(Region labeling items)
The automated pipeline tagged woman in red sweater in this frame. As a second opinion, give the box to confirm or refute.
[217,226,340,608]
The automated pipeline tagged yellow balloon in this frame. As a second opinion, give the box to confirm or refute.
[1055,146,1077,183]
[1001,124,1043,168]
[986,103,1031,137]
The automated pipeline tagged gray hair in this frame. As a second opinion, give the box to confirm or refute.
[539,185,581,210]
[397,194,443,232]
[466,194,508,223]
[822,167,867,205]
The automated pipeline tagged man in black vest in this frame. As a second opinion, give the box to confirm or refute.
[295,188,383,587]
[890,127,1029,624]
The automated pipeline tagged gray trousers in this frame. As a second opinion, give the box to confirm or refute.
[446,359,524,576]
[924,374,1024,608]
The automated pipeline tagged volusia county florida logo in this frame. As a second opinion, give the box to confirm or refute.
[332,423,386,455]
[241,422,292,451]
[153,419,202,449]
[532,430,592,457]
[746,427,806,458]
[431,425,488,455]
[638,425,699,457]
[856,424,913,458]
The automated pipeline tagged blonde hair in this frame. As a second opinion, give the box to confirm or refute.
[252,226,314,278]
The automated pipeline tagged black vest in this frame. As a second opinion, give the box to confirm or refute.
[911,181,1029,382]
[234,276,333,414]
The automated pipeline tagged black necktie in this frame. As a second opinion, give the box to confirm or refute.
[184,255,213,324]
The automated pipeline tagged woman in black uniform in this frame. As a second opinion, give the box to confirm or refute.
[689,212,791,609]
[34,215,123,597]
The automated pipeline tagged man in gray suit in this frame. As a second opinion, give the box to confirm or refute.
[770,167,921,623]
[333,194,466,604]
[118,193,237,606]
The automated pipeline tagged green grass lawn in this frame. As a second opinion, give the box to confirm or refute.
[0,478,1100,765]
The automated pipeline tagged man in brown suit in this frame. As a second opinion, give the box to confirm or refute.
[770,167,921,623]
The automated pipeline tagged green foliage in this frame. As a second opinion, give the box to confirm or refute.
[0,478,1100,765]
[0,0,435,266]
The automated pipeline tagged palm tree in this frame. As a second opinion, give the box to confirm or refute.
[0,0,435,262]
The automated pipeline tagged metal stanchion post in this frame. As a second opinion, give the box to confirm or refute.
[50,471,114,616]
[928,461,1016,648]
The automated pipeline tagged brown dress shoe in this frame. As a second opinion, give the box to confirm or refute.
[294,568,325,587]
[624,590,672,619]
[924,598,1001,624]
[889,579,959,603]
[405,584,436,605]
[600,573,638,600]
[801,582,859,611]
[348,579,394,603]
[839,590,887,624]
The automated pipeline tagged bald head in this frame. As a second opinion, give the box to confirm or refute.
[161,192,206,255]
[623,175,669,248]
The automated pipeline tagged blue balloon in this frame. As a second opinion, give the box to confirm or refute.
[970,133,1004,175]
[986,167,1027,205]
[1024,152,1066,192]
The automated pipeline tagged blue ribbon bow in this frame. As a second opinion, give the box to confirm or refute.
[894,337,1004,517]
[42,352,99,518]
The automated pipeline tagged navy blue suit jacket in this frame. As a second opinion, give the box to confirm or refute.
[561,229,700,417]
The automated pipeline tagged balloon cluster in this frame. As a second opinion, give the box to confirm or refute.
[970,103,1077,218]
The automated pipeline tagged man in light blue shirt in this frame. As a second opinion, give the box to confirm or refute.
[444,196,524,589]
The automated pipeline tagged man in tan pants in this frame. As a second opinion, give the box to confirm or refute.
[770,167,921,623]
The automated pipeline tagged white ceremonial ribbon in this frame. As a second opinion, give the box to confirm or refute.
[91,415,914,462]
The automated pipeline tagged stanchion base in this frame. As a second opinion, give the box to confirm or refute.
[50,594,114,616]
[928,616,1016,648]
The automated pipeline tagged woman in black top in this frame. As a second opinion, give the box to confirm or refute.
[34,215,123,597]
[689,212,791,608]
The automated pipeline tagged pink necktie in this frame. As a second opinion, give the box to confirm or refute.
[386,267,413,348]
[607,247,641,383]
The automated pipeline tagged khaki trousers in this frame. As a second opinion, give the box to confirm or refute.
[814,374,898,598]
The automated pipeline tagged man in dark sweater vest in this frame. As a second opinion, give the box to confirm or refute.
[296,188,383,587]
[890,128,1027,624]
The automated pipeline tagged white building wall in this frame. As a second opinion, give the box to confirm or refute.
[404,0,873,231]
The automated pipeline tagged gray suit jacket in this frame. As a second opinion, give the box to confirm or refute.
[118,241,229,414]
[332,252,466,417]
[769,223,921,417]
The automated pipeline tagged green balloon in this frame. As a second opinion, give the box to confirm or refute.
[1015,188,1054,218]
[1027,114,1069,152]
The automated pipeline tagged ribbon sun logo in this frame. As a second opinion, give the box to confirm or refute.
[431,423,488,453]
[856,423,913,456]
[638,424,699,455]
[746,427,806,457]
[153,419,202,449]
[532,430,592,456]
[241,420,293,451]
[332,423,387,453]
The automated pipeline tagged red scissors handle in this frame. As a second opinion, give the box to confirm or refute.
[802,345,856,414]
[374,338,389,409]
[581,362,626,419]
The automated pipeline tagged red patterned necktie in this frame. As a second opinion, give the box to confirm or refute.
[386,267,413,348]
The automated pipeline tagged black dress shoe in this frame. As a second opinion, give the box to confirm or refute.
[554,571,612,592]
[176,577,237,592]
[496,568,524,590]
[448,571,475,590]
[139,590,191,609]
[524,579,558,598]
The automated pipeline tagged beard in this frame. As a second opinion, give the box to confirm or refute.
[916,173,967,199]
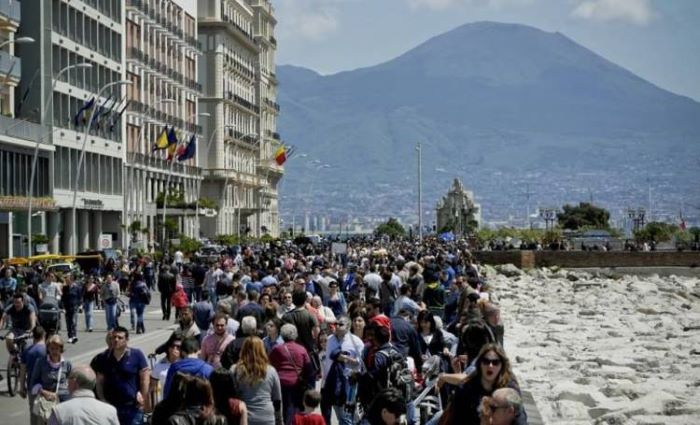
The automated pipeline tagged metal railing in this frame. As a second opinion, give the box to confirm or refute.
[0,51,22,80]
[0,0,22,22]
[0,115,51,145]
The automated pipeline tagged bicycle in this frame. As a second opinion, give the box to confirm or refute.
[0,332,32,397]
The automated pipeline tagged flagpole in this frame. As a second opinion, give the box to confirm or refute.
[27,62,92,256]
[71,80,133,254]
[161,112,211,255]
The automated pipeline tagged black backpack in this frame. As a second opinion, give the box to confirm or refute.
[375,346,414,400]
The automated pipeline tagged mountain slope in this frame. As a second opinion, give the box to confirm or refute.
[278,22,700,225]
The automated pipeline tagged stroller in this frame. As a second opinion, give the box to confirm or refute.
[413,356,442,424]
[37,298,61,338]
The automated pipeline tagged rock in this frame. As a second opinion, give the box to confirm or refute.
[496,264,523,277]
[556,391,598,407]
[588,407,610,419]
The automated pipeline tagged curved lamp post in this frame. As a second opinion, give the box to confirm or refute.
[25,61,92,255]
[161,112,211,253]
[71,80,133,254]
[0,37,35,49]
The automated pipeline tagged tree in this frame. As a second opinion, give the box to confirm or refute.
[634,221,680,242]
[557,202,610,230]
[374,217,406,239]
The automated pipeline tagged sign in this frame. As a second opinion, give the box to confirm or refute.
[331,242,348,255]
[99,233,112,249]
[81,198,104,210]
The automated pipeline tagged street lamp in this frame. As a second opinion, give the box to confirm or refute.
[0,37,34,49]
[25,61,92,255]
[162,112,211,252]
[71,80,133,254]
[416,142,423,242]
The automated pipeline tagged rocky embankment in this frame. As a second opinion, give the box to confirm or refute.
[485,265,700,425]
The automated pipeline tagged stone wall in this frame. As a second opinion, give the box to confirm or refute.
[472,250,700,269]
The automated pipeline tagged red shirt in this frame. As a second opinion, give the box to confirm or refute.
[292,412,326,425]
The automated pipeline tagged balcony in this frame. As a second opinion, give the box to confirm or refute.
[0,0,22,22]
[0,51,22,81]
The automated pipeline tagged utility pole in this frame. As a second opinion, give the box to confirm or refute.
[416,142,423,241]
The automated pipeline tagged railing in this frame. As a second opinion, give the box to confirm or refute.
[0,115,50,144]
[0,51,22,80]
[0,0,22,22]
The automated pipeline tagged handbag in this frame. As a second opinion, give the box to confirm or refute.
[32,362,63,422]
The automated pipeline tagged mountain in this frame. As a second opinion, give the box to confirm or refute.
[277,22,700,225]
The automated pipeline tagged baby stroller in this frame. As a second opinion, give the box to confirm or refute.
[37,299,61,339]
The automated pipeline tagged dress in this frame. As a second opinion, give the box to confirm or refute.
[233,366,282,425]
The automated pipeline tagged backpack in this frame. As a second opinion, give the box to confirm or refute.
[375,346,413,400]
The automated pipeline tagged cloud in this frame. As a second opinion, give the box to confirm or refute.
[571,0,654,25]
[408,0,536,10]
[277,0,340,41]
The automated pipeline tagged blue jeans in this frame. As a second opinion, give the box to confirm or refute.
[83,301,95,329]
[105,303,117,331]
[117,407,143,425]
[132,302,146,329]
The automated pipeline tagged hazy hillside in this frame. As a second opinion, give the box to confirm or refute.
[278,22,700,225]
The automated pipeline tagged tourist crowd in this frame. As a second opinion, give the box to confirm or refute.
[0,239,527,425]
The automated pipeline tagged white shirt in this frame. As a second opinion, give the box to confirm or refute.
[321,329,365,386]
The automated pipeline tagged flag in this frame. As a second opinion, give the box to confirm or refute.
[73,97,95,127]
[168,127,178,161]
[152,125,168,152]
[90,95,112,128]
[678,211,686,232]
[177,134,197,161]
[95,99,124,128]
[109,99,131,133]
[275,145,287,165]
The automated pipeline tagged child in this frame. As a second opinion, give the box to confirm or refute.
[292,390,326,425]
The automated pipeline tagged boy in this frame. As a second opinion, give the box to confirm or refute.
[292,390,326,425]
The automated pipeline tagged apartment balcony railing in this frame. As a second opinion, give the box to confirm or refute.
[0,51,22,81]
[0,0,22,22]
[0,115,49,144]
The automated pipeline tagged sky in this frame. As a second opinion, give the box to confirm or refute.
[272,0,700,101]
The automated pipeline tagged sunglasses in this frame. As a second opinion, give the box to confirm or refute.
[481,358,501,366]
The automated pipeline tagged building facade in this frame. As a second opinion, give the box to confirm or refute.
[15,0,126,253]
[123,0,202,249]
[197,0,282,237]
[0,0,54,258]
[436,179,481,237]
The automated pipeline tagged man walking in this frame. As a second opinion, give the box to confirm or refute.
[92,326,150,425]
[49,366,119,425]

◆ Your instructions
Output everything from the line containing "The automated pipeline tagged curved" down to the line containing "[81,198,104,210]", both included, reproducing each line without any change.

◆ Exercise answer
The automated pipeline tagged curved lamp post in this frame. As a second opinion, give the box to confirm or refute.
[25,61,92,255]
[161,112,211,253]
[71,80,133,254]
[0,37,35,49]
The automated pipeline tagged tree in this frame. As a second opinion, give the box to confirm or refute.
[634,221,680,242]
[557,202,610,230]
[374,217,406,239]
The automated pipeline tagged sign in this frame. As a second opinion, give the box to confirm or refute.
[331,242,348,255]
[99,233,112,249]
[81,198,104,210]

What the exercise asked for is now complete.